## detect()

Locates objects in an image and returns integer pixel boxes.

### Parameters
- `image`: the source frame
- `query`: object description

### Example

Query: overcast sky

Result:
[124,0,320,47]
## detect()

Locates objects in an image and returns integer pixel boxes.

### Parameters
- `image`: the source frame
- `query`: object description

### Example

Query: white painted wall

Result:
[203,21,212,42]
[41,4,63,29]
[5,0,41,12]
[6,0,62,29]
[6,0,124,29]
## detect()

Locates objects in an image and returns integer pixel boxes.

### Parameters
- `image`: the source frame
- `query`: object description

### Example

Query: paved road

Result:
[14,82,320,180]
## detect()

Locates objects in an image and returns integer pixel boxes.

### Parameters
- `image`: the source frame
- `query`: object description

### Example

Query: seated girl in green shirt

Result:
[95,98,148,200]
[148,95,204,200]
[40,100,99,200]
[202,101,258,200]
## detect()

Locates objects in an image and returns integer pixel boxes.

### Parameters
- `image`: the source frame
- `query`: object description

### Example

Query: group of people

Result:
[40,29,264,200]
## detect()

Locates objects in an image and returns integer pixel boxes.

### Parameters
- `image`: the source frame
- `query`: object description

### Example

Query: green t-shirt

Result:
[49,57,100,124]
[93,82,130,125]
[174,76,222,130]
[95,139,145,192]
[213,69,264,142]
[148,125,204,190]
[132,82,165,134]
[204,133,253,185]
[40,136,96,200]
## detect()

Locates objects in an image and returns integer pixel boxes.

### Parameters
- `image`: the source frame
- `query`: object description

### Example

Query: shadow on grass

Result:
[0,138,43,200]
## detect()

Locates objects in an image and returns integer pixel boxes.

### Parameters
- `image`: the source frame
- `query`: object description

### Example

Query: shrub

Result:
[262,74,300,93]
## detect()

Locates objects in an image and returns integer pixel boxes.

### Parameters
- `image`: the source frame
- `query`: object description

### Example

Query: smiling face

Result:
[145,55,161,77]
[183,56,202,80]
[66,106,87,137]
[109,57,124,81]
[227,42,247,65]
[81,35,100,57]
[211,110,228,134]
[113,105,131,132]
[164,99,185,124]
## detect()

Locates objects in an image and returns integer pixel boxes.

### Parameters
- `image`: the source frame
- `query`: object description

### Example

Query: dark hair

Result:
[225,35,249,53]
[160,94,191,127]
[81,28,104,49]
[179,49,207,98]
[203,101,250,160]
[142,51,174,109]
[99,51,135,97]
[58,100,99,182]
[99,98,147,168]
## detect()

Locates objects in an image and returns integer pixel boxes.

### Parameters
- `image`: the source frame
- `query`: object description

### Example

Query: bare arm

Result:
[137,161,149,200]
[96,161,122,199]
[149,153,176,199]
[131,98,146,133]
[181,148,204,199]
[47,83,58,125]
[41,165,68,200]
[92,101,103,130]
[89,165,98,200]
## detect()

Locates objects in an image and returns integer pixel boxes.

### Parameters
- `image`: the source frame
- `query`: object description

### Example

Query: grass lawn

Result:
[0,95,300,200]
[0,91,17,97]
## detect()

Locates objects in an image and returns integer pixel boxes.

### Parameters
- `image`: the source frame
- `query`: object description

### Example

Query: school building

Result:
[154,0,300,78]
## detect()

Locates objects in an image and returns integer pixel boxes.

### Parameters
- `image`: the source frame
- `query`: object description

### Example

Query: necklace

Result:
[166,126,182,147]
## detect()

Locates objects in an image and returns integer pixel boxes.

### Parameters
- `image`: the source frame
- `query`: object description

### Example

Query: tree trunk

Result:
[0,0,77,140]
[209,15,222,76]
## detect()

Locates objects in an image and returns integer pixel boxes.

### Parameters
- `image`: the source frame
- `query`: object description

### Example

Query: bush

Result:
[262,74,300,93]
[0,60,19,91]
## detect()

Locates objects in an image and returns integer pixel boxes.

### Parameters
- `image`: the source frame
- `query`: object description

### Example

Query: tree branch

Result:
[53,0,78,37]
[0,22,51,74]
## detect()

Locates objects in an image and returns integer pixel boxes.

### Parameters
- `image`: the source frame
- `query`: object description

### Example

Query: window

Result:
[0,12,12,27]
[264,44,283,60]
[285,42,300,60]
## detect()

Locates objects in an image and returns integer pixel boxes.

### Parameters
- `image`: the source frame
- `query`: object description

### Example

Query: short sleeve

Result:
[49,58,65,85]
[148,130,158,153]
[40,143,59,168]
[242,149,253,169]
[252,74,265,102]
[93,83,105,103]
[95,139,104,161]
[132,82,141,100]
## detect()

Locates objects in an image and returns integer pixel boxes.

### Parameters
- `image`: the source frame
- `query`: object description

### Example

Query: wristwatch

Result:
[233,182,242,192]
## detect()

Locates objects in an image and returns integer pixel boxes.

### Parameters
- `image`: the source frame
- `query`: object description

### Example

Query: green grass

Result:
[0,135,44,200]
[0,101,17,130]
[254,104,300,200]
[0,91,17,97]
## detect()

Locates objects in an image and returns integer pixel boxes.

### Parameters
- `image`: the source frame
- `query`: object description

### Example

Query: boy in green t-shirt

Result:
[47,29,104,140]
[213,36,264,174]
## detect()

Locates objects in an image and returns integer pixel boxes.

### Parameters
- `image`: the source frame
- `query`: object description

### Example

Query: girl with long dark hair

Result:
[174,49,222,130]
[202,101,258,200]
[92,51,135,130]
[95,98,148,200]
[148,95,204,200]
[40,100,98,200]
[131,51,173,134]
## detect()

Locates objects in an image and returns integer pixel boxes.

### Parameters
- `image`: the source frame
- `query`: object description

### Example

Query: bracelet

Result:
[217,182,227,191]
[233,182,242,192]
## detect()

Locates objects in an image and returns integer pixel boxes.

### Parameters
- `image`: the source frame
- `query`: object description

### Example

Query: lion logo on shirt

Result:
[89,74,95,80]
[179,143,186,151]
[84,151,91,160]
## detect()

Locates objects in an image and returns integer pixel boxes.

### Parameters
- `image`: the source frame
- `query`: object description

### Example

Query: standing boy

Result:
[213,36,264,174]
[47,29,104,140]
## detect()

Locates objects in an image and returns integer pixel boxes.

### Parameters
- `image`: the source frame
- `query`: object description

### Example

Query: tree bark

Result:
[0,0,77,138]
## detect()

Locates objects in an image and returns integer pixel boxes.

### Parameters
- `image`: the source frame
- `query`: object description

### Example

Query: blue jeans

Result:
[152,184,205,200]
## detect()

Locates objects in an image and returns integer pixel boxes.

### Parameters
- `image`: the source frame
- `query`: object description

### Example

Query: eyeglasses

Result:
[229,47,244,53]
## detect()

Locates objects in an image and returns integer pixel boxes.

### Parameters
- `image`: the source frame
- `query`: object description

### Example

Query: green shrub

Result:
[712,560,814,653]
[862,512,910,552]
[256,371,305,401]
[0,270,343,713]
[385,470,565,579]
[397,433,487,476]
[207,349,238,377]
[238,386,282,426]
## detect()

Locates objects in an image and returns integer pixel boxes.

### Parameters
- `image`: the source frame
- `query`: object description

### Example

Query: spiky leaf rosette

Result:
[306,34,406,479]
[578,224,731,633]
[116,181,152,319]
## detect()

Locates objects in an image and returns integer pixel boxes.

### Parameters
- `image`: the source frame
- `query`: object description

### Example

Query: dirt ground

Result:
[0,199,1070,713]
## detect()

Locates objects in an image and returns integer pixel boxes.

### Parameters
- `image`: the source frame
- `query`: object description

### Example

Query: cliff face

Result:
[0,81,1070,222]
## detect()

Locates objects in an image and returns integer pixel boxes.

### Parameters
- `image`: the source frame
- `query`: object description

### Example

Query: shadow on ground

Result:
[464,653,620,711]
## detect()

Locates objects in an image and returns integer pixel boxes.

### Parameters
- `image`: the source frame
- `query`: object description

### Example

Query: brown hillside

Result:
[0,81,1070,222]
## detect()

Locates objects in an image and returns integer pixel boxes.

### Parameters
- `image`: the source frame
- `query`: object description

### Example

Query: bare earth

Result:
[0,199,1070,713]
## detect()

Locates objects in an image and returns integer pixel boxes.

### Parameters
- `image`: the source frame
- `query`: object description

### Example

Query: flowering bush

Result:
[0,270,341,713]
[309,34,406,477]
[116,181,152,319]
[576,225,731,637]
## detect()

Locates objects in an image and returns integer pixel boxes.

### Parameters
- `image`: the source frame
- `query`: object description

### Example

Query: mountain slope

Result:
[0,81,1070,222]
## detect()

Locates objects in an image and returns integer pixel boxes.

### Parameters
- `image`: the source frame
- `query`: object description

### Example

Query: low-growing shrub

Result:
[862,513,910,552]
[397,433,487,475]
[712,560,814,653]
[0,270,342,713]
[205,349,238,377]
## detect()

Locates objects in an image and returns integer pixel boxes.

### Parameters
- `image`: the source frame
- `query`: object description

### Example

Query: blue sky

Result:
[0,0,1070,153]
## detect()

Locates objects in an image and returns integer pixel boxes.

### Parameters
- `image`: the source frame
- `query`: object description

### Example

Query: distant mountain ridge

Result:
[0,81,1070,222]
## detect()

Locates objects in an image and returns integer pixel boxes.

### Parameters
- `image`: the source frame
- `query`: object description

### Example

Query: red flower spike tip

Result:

● **Short exercise**:
Rewrite the records from their start up to and including the line with "[124,0,320,47]", putting "input frame" in place of "source frame" and keeping everything else the same.

● **Solution for this exercise**:
## detect()

Locates objects in an image and returns integer pixel boxes.

### Parameters
- `image`: the input frame
- `query`: object description

### Example

Query: overcast sky

Result:
[124,0,320,47]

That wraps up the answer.